§ **Exercise instructions**
Every line from the one holding "green grass -> mask for every instance" through the one holding "leather surface -> mask for every instance" in the data below must be returned exactly, both ends included, with pictures left out and nothing else added.

*** Provided data

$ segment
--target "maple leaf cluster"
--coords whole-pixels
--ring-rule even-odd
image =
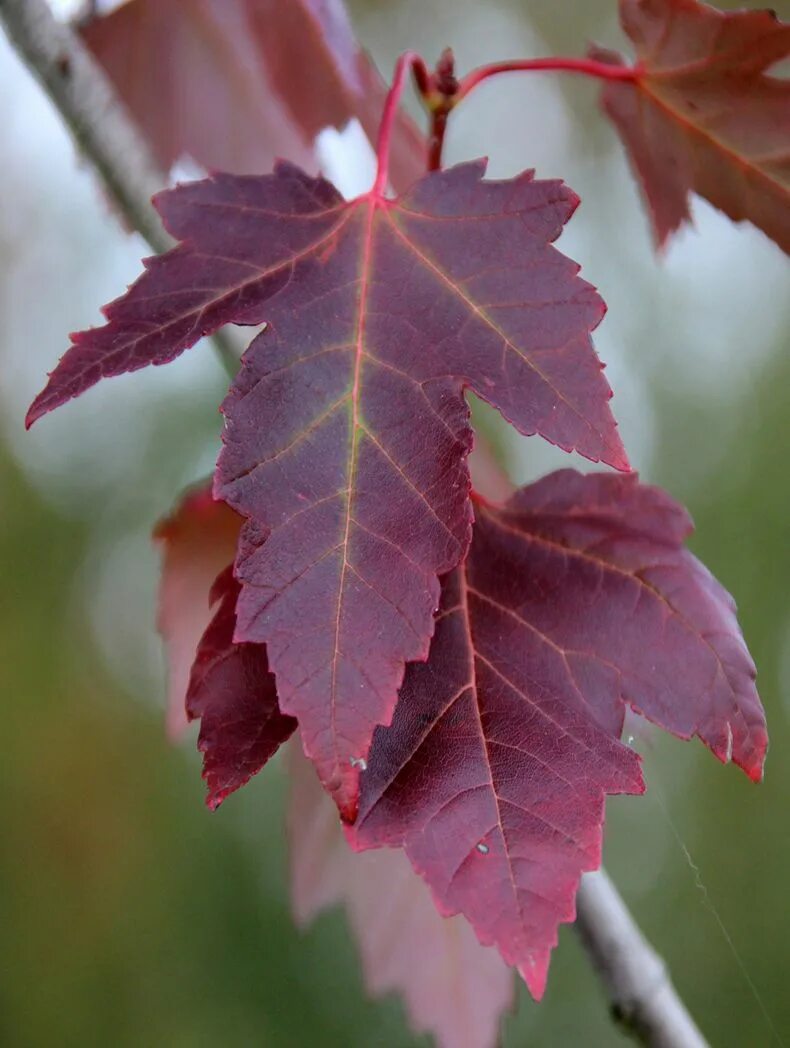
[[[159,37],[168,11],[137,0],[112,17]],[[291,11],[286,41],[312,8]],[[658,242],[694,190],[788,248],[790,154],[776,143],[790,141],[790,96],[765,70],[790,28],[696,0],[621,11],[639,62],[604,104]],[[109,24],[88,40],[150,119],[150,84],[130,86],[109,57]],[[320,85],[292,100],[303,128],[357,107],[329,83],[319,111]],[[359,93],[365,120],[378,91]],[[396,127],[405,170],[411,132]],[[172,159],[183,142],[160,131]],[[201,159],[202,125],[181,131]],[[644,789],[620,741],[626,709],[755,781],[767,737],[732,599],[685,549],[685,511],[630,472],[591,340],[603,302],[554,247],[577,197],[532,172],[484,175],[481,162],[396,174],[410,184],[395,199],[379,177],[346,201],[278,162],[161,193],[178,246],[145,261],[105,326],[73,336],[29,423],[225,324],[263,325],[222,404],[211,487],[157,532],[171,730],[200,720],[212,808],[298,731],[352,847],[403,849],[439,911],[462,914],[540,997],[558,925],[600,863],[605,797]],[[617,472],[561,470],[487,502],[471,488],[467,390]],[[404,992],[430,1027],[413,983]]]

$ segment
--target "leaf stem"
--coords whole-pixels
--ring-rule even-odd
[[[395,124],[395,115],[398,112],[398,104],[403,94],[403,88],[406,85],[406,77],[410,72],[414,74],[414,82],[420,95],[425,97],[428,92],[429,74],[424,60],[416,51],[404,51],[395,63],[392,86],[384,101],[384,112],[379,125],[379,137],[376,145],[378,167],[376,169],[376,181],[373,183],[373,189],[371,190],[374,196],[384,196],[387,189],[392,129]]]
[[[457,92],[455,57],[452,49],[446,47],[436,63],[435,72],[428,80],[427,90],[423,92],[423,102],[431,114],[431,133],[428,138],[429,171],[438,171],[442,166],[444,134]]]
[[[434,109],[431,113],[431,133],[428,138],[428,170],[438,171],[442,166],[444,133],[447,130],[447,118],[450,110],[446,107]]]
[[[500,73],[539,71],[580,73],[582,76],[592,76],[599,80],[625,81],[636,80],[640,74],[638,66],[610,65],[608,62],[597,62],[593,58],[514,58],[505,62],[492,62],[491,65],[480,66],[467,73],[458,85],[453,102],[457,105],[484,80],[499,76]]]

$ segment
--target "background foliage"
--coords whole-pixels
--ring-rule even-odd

******
*** Provided data

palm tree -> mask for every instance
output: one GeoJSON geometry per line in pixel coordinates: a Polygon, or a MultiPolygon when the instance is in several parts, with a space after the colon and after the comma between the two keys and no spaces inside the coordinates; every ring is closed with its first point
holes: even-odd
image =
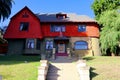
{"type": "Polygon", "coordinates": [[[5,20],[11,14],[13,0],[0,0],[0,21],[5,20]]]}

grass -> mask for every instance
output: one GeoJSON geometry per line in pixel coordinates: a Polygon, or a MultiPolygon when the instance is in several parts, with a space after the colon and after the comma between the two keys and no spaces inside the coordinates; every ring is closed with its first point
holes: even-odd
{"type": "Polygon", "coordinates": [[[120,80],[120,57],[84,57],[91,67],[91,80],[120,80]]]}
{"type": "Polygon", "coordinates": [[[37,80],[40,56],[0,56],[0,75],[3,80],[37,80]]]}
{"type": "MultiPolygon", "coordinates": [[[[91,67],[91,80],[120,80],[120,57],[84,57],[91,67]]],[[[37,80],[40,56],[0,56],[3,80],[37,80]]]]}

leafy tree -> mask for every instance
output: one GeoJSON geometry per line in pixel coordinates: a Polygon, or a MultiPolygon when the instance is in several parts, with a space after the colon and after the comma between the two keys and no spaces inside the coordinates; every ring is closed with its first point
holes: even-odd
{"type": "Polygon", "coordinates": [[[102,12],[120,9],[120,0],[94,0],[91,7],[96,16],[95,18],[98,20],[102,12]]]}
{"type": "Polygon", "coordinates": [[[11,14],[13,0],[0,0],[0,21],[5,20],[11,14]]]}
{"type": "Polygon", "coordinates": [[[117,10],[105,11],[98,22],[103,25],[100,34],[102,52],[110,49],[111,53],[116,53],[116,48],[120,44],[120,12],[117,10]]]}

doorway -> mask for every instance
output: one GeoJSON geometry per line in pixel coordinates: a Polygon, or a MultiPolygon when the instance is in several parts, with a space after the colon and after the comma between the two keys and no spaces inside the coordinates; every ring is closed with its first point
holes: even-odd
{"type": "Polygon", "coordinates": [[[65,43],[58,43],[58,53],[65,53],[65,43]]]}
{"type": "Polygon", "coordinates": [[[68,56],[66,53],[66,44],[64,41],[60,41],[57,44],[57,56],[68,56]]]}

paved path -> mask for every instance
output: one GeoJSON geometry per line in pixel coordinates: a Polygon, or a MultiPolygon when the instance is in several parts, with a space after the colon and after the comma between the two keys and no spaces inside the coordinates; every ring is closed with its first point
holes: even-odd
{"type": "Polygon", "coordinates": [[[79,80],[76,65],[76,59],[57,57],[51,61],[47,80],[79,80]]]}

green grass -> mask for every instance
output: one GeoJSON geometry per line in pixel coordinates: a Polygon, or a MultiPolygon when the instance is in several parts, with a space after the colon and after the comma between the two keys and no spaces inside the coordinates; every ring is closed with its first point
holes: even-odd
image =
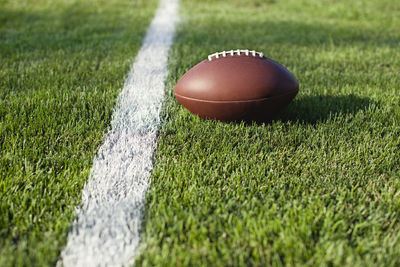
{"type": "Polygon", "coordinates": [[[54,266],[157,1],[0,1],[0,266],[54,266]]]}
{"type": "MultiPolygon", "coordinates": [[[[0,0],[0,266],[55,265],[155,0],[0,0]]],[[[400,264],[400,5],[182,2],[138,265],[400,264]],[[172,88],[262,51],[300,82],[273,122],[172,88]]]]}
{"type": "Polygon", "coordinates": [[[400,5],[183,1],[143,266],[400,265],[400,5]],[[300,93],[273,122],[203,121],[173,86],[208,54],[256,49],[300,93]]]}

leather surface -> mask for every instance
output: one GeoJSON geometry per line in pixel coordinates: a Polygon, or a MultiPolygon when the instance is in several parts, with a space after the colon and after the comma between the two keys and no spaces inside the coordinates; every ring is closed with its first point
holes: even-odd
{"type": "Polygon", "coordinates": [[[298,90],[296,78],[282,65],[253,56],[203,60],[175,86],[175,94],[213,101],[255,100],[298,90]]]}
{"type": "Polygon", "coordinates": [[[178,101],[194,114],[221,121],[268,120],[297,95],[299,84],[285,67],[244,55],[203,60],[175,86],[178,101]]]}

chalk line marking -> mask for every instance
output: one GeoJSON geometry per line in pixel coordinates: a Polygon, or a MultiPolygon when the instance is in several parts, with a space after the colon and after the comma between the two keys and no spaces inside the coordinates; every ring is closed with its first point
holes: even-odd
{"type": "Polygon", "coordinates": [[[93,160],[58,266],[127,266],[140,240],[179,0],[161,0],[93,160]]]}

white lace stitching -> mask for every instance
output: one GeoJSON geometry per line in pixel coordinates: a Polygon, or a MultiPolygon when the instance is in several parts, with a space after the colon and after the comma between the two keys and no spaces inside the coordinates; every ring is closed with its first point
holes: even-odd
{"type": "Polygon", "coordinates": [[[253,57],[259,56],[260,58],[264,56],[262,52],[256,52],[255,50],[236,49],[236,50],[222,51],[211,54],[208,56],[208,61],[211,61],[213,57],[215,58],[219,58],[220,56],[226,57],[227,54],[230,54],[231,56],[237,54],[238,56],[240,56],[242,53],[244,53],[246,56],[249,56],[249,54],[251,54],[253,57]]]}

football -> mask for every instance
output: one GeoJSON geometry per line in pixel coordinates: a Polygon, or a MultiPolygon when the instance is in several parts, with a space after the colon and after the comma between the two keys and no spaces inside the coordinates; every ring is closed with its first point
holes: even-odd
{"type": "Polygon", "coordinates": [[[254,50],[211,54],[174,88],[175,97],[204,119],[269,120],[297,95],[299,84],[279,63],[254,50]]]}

******

§ **Response box**
green grass -> mask for every instance
output: one GeoJSON geometry per line in pixel coordinates: a Polygon, or a MultiPolygon when the instance is in several parts, with a space after the colon and after the comma between the two keys and no spaces inside the coordinates; every ring is closed with its first point
holes: even-odd
image =
{"type": "Polygon", "coordinates": [[[54,266],[157,1],[0,1],[0,266],[54,266]]]}
{"type": "MultiPolygon", "coordinates": [[[[0,0],[0,266],[55,265],[155,0],[0,0]]],[[[400,264],[400,5],[182,2],[138,265],[400,264]],[[172,88],[262,51],[300,82],[273,122],[172,88]]]]}
{"type": "Polygon", "coordinates": [[[400,5],[183,1],[143,266],[400,265],[400,5]],[[300,93],[273,122],[203,121],[173,86],[208,54],[256,49],[300,93]]]}

leather surface -> mask for every instance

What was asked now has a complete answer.